> SHORT PROBLEM
Rewrite the records below from the line with "is the cow's" up to and including the line with "top-left (0, 0), bottom-right (600, 141)", keeping the requests, and shift every coordinate in the answers by adding 113 to it.

## begin RECORDS SUPPLIED

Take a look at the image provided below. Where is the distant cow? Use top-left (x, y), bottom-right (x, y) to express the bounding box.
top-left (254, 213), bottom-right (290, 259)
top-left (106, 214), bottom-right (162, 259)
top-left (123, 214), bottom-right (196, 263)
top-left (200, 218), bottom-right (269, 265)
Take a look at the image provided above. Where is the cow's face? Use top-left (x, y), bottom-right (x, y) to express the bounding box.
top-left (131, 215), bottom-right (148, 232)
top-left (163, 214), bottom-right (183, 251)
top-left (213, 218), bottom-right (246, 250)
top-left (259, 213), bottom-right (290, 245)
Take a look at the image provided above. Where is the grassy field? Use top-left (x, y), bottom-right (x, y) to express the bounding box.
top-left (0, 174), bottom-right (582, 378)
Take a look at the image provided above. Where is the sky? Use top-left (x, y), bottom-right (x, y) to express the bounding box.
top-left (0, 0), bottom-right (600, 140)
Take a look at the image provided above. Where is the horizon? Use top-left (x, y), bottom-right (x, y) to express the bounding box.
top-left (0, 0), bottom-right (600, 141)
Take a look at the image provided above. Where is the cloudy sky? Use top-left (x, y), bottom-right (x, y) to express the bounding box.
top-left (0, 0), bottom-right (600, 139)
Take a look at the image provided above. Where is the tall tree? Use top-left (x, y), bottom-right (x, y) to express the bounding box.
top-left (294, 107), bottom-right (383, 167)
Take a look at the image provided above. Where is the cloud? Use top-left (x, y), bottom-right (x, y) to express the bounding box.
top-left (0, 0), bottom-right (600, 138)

## end RECORDS SUPPLIED

> FINISHED TASK
Take a look at the image provided above. Where is the cow's face? Use top-left (x, y), bottom-right (x, y) to express the bounding box.
top-left (244, 328), bottom-right (261, 345)
top-left (276, 327), bottom-right (296, 364)
top-left (326, 331), bottom-right (359, 363)
top-left (372, 326), bottom-right (403, 358)
Take a look at the image provided above. Where is the grassy field? Use top-left (x, y), bottom-right (x, y) to express the bounding box.
top-left (113, 287), bottom-right (695, 491)
Take a look at the image provided above. Where is the sky? Use top-left (x, y), bottom-right (x, y) to express the bounding box.
top-left (113, 113), bottom-right (713, 253)
Take a look at the image provided above. Where is the horizon? Use top-left (x, y), bottom-right (x, y) to express the bounding box.
top-left (113, 113), bottom-right (713, 254)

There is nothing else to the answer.